• **Source excerpt**:

################

Embedded RTOS Maker Raises Linux Security Issues
drquizas writes "Embedded RTOS provider Green Hills recently delivered an address where they raised the question of whether Linux can be considered secure enough to be used in defense applications. Much of the usual FUD is present in the remarks, although an interesting question is raised regarding what defense and other government contractors are required to do in testing code (in this case anyway): is the closed code here being held to a higher standard than its open-source equivalent, and does this change the 'security through obscurity' argument?"
"Everyday new code is added to Linux in Russia, China and elsewhere throughout the world. Everyday that code is incorporated into our command, control, communications and weapons systems. This must stop."
Does he get this pissed about Microsoft, IBM, Sun, HP and other companies that outsource core dev to those same countries?
The parent post is funny but in all fairness I think the general idea is that he's discussing the cost per line for a very large system. A single line in isolation is easy to debug. But you can't debug them in isolation, can you now? I think it should be fairly obvious the average cost to debug per line of code increases the more lines of codes you have in the system. Since the different lines of code interact, you know.

################

• **Given entries**:
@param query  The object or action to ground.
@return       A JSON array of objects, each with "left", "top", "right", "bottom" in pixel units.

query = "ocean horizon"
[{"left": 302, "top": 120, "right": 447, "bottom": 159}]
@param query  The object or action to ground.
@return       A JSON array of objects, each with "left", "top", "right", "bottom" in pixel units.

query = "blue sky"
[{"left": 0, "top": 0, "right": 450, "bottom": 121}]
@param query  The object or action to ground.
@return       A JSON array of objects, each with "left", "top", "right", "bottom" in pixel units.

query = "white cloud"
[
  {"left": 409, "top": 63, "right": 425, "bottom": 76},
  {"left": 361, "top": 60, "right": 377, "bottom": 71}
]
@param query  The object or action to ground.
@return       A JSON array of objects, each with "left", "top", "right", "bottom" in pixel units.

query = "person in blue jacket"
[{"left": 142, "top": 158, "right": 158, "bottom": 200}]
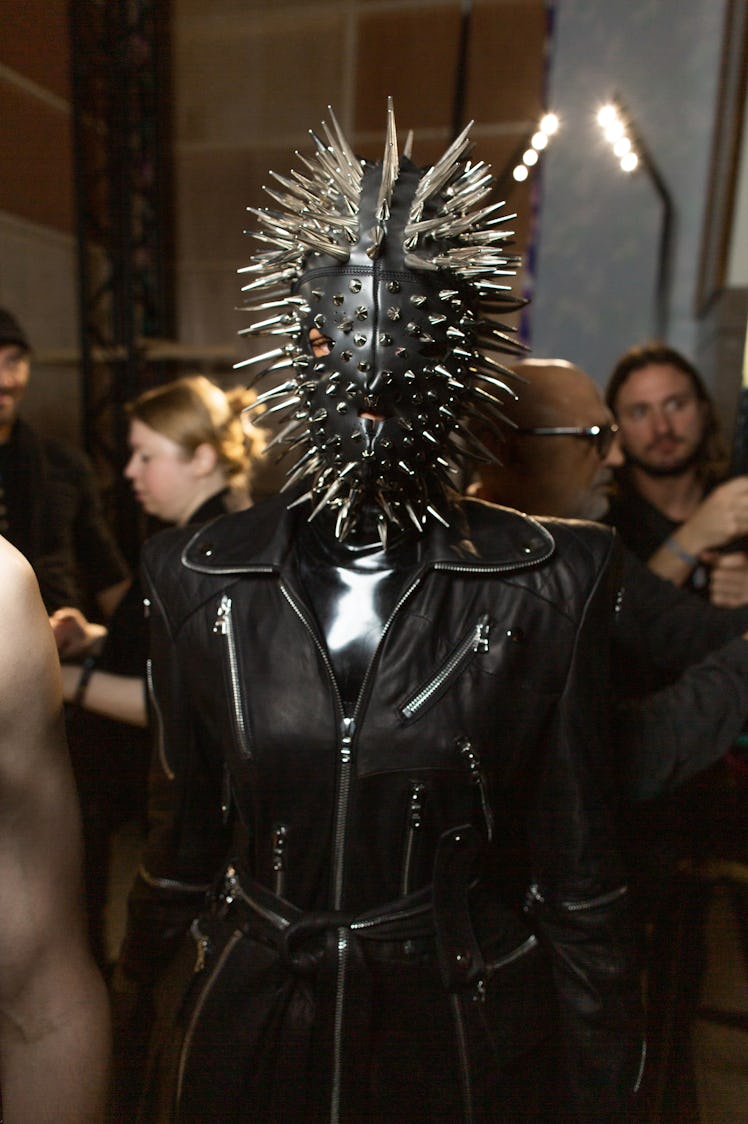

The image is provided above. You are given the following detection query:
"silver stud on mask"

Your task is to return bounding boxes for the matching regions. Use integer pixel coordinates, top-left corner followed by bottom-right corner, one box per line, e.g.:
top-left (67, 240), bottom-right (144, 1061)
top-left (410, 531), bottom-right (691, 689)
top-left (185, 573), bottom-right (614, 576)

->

################

• **Requests**:
a – Decide whether each statement agrees with the Linux security excerpt, answering yes or no and quoting the words of the excerpt that settle it: (i) Green Hills is described as a provider of embedded RTOS software; (ii) the quoted speaker says new Linux code is added only in Russia; (iii) one commenter argues that the average cost to debug each line of code falls as a system gets larger.
b – Carry on the Linux security excerpt, starting after its last sentence.
The records were taken from a different source than the Linux security excerpt.

• **Results of the tasks**:
a –
(i) Yes: "Embedded RTOS provider Green Hills"
(ii) No: "Everyday new code is added to Linux in Russia, China and elsewhere throughout the world."
(iii) No: "the average cost to debug per line of code increases the more lines of codes you have in the system"

b –
And this tendency is probably much more pronounced when rather than debugging, you are, for example, attempting to certify something as a failsafe system.
Linux is a fairly large and multifarous system. If his company sells a product that is designed and streamlined to be an RTOS embedded kernel, it more than likely achieves this in far, far fewer lines of code than Linux overall. While he is probably being unfair by counting in the total number of Linux number of lines of code things like desktop video card drivers, it is an altogether reasonable statement to suppose that the streamlined and smaller RTOS kernel this company sells is probably easier to debug and reason about than the Linux kernel, which is relatively larger, more complex, and has more complex design goals.
When you buy a RTOS, you usually aren't getting compiled executable code. You usually get source code that you need to port to the hardware you are building.
Data sheets like this implies that Green Hills adheres to this common practice. So all the open source is more trustworthy than a black box arguments don't apply. Anyone who wishes to deploy a system based on Green Hills' RTOS can audit the code, it isn't hidden from them. Also, this PDF linked says:
Which to me implies that it has had a more thorough external audit than most open source packages.One final argument is that an RTOS is usually very small. Their Velocity RTOS can run in 3KB of RAM. When the OS is stripped down to something that small, a full audit seems like a much less daunting task.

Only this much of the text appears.